╭─ Study text

Martha Rogers (born March 10, 1955) is an American author, customer strategist, and founding partner of Peppers & Rogers Group, a management consulting firm. Rogers is an adjunct professor at the Fuqua School of Business at Duke University and a co-director of the Duke Center for Customer Relationship Management.

Biography
Rogers graduated from Birmingham-Southern College in 1974 and earned her PhD at the University of Tennessee as a Bickel fellow.

Rogers has been published in academic and trade journals, including the Harvard Business Review, Journal of Advertising Research, and the Journal of Public Policy and Marketing.

╰─
╭─ Provided data

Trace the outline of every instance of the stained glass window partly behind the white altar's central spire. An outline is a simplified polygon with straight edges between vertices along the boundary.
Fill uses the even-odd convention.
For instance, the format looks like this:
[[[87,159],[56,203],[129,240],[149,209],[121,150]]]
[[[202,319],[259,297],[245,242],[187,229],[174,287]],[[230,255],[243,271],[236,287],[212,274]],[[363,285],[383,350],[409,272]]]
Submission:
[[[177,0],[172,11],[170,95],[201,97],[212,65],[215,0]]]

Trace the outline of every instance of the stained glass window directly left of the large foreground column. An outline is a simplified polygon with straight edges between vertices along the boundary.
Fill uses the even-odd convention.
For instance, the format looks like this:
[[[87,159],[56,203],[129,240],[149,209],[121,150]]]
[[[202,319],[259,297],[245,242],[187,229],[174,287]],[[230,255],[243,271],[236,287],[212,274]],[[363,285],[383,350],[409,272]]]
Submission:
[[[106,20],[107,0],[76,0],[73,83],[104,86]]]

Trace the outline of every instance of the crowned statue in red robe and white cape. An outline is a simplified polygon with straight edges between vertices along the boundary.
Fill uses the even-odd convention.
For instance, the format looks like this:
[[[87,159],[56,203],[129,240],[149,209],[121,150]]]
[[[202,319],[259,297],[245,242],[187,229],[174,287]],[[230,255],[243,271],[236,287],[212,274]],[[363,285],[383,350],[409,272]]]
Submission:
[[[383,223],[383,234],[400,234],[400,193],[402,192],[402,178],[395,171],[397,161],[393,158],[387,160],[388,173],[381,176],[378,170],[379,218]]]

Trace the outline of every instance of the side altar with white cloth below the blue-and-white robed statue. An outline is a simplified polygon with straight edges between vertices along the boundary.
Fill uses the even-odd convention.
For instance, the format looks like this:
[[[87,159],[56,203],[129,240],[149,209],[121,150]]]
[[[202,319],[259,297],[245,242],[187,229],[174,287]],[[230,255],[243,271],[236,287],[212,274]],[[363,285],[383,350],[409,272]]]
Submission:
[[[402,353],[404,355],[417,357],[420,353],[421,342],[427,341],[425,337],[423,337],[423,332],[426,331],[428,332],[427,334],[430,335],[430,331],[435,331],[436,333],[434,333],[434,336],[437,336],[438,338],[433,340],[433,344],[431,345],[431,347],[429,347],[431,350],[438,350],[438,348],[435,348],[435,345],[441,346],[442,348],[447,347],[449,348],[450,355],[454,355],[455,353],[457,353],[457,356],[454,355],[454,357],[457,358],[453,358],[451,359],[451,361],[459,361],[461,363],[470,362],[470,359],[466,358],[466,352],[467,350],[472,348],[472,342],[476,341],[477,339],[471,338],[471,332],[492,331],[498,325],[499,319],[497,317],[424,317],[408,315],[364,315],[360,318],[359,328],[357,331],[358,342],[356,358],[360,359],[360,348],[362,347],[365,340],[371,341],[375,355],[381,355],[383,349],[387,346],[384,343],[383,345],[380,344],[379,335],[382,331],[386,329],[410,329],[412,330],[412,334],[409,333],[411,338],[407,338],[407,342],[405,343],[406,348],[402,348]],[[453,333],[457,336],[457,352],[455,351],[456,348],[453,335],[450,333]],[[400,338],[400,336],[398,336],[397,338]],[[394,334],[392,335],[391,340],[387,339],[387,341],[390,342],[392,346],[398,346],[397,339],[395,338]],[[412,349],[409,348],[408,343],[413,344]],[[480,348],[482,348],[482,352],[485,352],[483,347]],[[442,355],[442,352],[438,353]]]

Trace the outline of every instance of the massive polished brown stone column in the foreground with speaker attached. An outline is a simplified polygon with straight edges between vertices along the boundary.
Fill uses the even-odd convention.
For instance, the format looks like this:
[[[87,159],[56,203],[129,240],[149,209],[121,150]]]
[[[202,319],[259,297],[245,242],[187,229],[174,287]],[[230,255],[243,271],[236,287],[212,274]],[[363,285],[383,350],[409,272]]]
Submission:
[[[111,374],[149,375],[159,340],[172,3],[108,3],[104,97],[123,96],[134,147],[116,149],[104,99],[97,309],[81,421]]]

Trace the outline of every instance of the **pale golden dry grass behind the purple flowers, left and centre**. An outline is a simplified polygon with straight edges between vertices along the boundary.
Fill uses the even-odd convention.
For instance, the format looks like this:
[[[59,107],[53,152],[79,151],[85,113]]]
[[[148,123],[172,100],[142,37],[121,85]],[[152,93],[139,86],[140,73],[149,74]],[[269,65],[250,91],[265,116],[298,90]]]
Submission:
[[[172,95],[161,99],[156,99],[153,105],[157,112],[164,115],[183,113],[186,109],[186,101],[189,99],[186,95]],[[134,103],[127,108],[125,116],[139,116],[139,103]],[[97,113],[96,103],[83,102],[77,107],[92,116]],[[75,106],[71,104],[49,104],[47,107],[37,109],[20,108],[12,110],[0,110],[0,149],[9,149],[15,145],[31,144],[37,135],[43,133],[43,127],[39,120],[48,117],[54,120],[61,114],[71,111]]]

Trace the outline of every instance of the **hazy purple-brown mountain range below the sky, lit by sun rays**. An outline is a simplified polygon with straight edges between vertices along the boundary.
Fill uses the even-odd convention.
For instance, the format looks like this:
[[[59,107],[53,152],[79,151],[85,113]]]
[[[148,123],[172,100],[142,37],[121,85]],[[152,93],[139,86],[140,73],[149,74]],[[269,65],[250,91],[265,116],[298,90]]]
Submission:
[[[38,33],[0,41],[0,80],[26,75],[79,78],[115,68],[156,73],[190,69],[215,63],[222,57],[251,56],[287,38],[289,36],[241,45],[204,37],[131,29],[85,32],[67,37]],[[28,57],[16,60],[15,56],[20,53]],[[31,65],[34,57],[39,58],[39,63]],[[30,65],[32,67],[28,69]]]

╰─

_Brief 1_
Rewrite the Martha Rogers biography from "Rogers has been" to "Policy and Marketing.", putting "MIT Sloan Management Review" in place of "Harvard Business Review".
_Brief 2_
Continue the Martha Rogers biography from the point where it stops.

_Written reply 1_
Rogers has been published in academic and trade journals, including the MIT Sloan Management Review, Journal of Advertising Research, and the Journal of Public Policy and Marketing.

_Written reply 2_
Rogers has co-authored nine customer strategy books with Don Peppers. Peppers and Rogers are often credited with having launched the CRM revolution with their first book, The One to One Future: Building Relationships One Customer at a Time (1993).  Inc. Magazine managing editor George Gendron called this book "one of the two or three most important business books ever written", while Business Week called it the "bible of the new marketing".  In 2011, the authors released a second, updated edition of their textbook, Managing Customer Relationships: A Strategic Perspective.

In 2010, Rogers married television personality and talk show host Dick Cavett in New Orleans, Louisiana.

Bibliography
 Extreme Trust: Honesty as a Competitive Advantage, (2012) 
 Managing Customer Relationships: A Strategic Framework (2nd ed., 2011) 
 Rules to Break and Laws to Follow (2008) 
 Return on Customer (2005) 
 One to One B2B (2001) 
 The One to One Fieldbook (1999)  
 The One to One Manager (1999)  
 Enterprise One to One (1997) 
 The One to One Future (1993)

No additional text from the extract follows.